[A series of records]
· · ·
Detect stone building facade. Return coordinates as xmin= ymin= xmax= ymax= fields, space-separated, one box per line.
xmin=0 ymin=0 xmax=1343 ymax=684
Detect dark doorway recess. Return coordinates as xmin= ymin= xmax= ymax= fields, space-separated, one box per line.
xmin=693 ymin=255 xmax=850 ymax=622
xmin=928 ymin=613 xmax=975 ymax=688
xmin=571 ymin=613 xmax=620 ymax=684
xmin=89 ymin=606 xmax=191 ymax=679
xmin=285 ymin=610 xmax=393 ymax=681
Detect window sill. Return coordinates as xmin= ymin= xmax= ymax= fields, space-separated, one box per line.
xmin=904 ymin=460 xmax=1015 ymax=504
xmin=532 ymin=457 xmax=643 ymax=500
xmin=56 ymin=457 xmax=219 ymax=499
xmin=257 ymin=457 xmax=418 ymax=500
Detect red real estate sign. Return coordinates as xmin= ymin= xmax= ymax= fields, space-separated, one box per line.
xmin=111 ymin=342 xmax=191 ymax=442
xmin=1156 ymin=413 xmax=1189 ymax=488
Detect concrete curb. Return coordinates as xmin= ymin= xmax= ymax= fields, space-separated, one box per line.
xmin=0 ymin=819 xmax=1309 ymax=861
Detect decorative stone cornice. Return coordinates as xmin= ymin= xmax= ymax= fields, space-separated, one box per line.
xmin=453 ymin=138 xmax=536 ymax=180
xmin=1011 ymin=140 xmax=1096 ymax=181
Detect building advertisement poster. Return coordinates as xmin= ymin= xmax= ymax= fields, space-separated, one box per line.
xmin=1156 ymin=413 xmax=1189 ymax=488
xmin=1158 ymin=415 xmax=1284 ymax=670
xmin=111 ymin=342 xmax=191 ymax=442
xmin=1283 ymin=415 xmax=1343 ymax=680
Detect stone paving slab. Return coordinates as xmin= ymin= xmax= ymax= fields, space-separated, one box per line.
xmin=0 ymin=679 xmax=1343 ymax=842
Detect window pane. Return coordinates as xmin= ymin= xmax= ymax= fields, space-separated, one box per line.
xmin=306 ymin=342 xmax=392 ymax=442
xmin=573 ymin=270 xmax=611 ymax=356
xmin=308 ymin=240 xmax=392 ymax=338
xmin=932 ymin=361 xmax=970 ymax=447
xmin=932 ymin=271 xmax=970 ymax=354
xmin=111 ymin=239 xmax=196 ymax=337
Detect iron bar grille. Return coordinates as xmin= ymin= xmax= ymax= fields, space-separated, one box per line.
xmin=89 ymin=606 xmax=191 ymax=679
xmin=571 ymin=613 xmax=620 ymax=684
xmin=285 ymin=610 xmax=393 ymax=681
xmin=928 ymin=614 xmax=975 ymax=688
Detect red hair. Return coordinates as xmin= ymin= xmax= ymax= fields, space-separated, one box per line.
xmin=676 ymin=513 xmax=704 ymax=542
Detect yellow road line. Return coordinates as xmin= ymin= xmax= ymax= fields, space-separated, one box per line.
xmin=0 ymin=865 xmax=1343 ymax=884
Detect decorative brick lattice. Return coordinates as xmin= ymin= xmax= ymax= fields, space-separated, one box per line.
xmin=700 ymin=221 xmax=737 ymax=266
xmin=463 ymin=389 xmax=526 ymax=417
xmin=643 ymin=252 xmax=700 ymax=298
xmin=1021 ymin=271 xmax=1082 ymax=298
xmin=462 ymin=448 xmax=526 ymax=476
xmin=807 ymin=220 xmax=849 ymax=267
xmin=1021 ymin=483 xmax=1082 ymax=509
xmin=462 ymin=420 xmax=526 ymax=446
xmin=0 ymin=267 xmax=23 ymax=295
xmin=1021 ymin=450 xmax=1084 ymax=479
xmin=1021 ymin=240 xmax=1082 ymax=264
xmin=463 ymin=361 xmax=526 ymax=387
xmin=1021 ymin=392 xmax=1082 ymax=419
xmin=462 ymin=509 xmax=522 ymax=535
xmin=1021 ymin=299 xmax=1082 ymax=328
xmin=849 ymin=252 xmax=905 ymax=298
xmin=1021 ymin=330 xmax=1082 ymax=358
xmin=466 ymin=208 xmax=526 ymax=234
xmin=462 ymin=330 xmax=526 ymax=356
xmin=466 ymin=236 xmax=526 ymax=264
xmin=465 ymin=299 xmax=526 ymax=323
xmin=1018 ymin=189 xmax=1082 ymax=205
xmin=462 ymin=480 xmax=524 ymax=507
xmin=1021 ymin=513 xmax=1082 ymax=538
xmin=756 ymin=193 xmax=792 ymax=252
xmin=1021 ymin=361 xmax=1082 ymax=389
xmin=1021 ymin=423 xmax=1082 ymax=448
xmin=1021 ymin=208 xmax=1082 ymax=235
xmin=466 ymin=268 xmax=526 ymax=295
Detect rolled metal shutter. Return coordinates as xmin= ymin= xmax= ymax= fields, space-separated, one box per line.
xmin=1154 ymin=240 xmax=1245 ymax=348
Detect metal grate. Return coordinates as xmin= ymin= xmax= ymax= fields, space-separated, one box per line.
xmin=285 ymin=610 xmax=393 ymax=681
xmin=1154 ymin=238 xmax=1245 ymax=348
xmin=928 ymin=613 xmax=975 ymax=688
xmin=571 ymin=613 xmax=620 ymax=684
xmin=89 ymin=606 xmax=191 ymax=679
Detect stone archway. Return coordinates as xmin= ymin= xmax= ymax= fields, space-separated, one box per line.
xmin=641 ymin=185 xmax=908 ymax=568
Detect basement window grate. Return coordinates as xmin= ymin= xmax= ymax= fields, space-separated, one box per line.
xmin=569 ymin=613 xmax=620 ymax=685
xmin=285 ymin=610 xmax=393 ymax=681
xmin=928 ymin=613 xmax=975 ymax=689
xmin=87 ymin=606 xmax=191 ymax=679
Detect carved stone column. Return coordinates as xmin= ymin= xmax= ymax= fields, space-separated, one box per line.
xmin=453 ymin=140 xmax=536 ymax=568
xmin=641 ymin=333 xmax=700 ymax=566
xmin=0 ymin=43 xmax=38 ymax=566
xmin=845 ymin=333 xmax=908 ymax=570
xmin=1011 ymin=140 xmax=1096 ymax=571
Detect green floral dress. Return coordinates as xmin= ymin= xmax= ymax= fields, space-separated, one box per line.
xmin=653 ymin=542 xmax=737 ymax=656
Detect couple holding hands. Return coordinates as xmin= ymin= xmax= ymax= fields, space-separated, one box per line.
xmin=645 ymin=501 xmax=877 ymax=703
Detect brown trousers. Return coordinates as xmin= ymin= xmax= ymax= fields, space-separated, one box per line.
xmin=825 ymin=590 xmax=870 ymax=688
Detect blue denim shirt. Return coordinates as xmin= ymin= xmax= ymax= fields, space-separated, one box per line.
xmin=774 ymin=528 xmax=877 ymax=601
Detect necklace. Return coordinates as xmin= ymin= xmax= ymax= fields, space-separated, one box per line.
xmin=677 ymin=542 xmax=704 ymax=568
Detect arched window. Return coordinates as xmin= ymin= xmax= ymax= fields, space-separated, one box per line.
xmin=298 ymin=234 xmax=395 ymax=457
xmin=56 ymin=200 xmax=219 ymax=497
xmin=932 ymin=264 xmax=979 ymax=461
· · ·
Present every line of the items above as a numbered list, omitting any blank lines.

*EXERCISE SOLUTION*
1. Detect stone building facade. Return coordinates as xmin= ymin= xmax= ymax= fields, space-separated, one box per line.
2. xmin=0 ymin=0 xmax=1343 ymax=684
3. Detect dark doorway recess. Return coordinates as xmin= ymin= xmax= ymax= fields, space-separated, one box per line.
4. xmin=693 ymin=255 xmax=850 ymax=622
5. xmin=928 ymin=613 xmax=975 ymax=688
6. xmin=571 ymin=613 xmax=620 ymax=684
7. xmin=89 ymin=606 xmax=191 ymax=679
8. xmin=285 ymin=610 xmax=393 ymax=681
9. Detect window sill. Return coordinates as xmin= ymin= xmax= ymax= fields, space-separated, one box per line.
10. xmin=904 ymin=460 xmax=1015 ymax=504
11. xmin=532 ymin=457 xmax=643 ymax=500
12. xmin=56 ymin=457 xmax=219 ymax=499
13. xmin=257 ymin=457 xmax=418 ymax=500
14. Detect red real estate sign. Return coordinates as xmin= ymin= xmax= ymax= fields, space-separated, one box per line.
15. xmin=111 ymin=342 xmax=191 ymax=442
16. xmin=1156 ymin=413 xmax=1189 ymax=488
17. Detect concrete curb. Return coordinates as xmin= ymin= xmax= ymax= fields, space-separated, one box per line.
18. xmin=0 ymin=819 xmax=1309 ymax=861
19. Detect decorative stone cornice. Return coordinates as xmin= ymin= xmax= ymax= fields, space-separated, one box per line.
20. xmin=453 ymin=138 xmax=536 ymax=180
21. xmin=1011 ymin=140 xmax=1096 ymax=181
22. Detect building advertisement poster. Return coordinates as xmin= ymin= xmax= ymax= fields, space-separated, one box per line.
23. xmin=1156 ymin=413 xmax=1189 ymax=488
24. xmin=1158 ymin=415 xmax=1284 ymax=670
25. xmin=111 ymin=342 xmax=191 ymax=442
26. xmin=1283 ymin=415 xmax=1343 ymax=680
27. Detect stone paving slab. Return coordinates as xmin= ymin= xmax= ymax= fields, space-separated, one box per line.
28. xmin=0 ymin=679 xmax=1343 ymax=842
29. Detect window pane. Return coordinates as xmin= ymin= xmax= ymax= fields, space-separated, one box per line.
30. xmin=306 ymin=342 xmax=392 ymax=442
31. xmin=573 ymin=270 xmax=611 ymax=356
32. xmin=308 ymin=240 xmax=392 ymax=338
33. xmin=932 ymin=361 xmax=970 ymax=447
34. xmin=932 ymin=271 xmax=970 ymax=354
35. xmin=111 ymin=239 xmax=196 ymax=337
36. Detect iron bar grille. Return coordinates as xmin= ymin= xmax= ymax= fields, space-separated, one box per line.
37. xmin=89 ymin=606 xmax=191 ymax=679
38. xmin=571 ymin=613 xmax=620 ymax=684
39. xmin=285 ymin=610 xmax=393 ymax=681
40. xmin=928 ymin=614 xmax=975 ymax=688
41. Detect red hair. Return coordinates as xmin= ymin= xmax= ymax= fields, space-separated, one box per line.
42. xmin=676 ymin=513 xmax=704 ymax=542
43. Detect yellow road line. Return coordinates as xmin= ymin= xmax= ymax= fields, space-separated, one box per line.
44. xmin=0 ymin=865 xmax=1343 ymax=884
45. Detect decorative brick lattice. Return coordinates as xmin= ymin= xmax= ymax= fields, space-separated, one box per line.
46. xmin=700 ymin=221 xmax=737 ymax=266
47. xmin=463 ymin=389 xmax=526 ymax=417
48. xmin=643 ymin=252 xmax=700 ymax=298
49. xmin=1021 ymin=271 xmax=1082 ymax=298
50. xmin=462 ymin=448 xmax=526 ymax=476
51. xmin=807 ymin=220 xmax=849 ymax=267
52. xmin=1021 ymin=483 xmax=1082 ymax=509
53. xmin=462 ymin=420 xmax=526 ymax=446
54. xmin=0 ymin=267 xmax=23 ymax=295
55. xmin=1021 ymin=450 xmax=1084 ymax=479
56. xmin=1021 ymin=240 xmax=1082 ymax=264
57. xmin=463 ymin=361 xmax=526 ymax=387
58. xmin=1021 ymin=392 xmax=1082 ymax=419
59. xmin=462 ymin=509 xmax=522 ymax=535
60. xmin=1021 ymin=299 xmax=1082 ymax=328
61. xmin=849 ymin=252 xmax=905 ymax=298
62. xmin=1021 ymin=330 xmax=1082 ymax=358
63. xmin=466 ymin=208 xmax=526 ymax=234
64. xmin=462 ymin=330 xmax=526 ymax=356
65. xmin=466 ymin=236 xmax=526 ymax=264
66. xmin=465 ymin=299 xmax=526 ymax=323
67. xmin=1018 ymin=189 xmax=1082 ymax=205
68. xmin=462 ymin=480 xmax=524 ymax=507
69. xmin=1021 ymin=513 xmax=1082 ymax=538
70. xmin=756 ymin=193 xmax=792 ymax=252
71. xmin=1021 ymin=361 xmax=1082 ymax=389
72. xmin=1021 ymin=423 xmax=1082 ymax=448
73. xmin=1021 ymin=208 xmax=1082 ymax=235
74. xmin=466 ymin=268 xmax=526 ymax=295
75. Detect rolled metal shutter. Return coordinates as xmin= ymin= xmax= ymax= fields, space-separated, one box per line.
76. xmin=1154 ymin=240 xmax=1245 ymax=348
77. Detect metal grate. Return coordinates as xmin= ymin= xmax= ymax= fields, space-separated, one box per line.
78. xmin=285 ymin=610 xmax=393 ymax=681
79. xmin=1154 ymin=238 xmax=1245 ymax=348
80. xmin=928 ymin=613 xmax=975 ymax=688
81. xmin=571 ymin=613 xmax=620 ymax=684
82. xmin=89 ymin=606 xmax=191 ymax=679
83. Detect stone archway. Return coordinates as xmin= ymin= xmax= ymax= fields, space-separated, one box per line.
84. xmin=641 ymin=185 xmax=908 ymax=568
85. Detect basement window grate. Return coordinates as xmin= ymin= xmax= ymax= fields, space-separated, one box per line.
86. xmin=569 ymin=613 xmax=620 ymax=685
87. xmin=285 ymin=610 xmax=393 ymax=681
88. xmin=928 ymin=613 xmax=975 ymax=689
89. xmin=87 ymin=606 xmax=191 ymax=679
90. Detect carved stone column. Return coordinates as xmin= ymin= xmax= ymax= fields, space-separated, one box per line.
91. xmin=453 ymin=140 xmax=536 ymax=568
92. xmin=641 ymin=333 xmax=700 ymax=566
93. xmin=0 ymin=43 xmax=38 ymax=566
94. xmin=845 ymin=333 xmax=908 ymax=570
95. xmin=1011 ymin=140 xmax=1096 ymax=571
96. Detect green floral dress. Return coordinates as xmin= ymin= xmax= ymax= fields, space-separated, one box per line.
97. xmin=653 ymin=542 xmax=737 ymax=656
98. Detect couple holding hands. Return coordinates as xmin= ymin= xmax= ymax= fields, space-separated, one box per line.
99. xmin=645 ymin=501 xmax=877 ymax=703
100. Detect brown trousers. Return coordinates as xmin= ymin= xmax= ymax= fields, space-separated, one box per line.
101. xmin=825 ymin=590 xmax=870 ymax=688
102. Detect blue denim shirt. Return coordinates as xmin= ymin= xmax= ymax= fields, space-separated, one box per line.
103. xmin=774 ymin=528 xmax=877 ymax=601
104. Detect necklace. Return coordinates as xmin= ymin= xmax= ymax= fields, space-separated, one box per line.
105. xmin=677 ymin=542 xmax=704 ymax=568
106. Detect arched window. Return coordinates as xmin= ymin= xmax= ymax= fields, space-separated, one box per line.
107. xmin=298 ymin=234 xmax=395 ymax=457
108. xmin=56 ymin=200 xmax=219 ymax=497
109. xmin=932 ymin=264 xmax=979 ymax=461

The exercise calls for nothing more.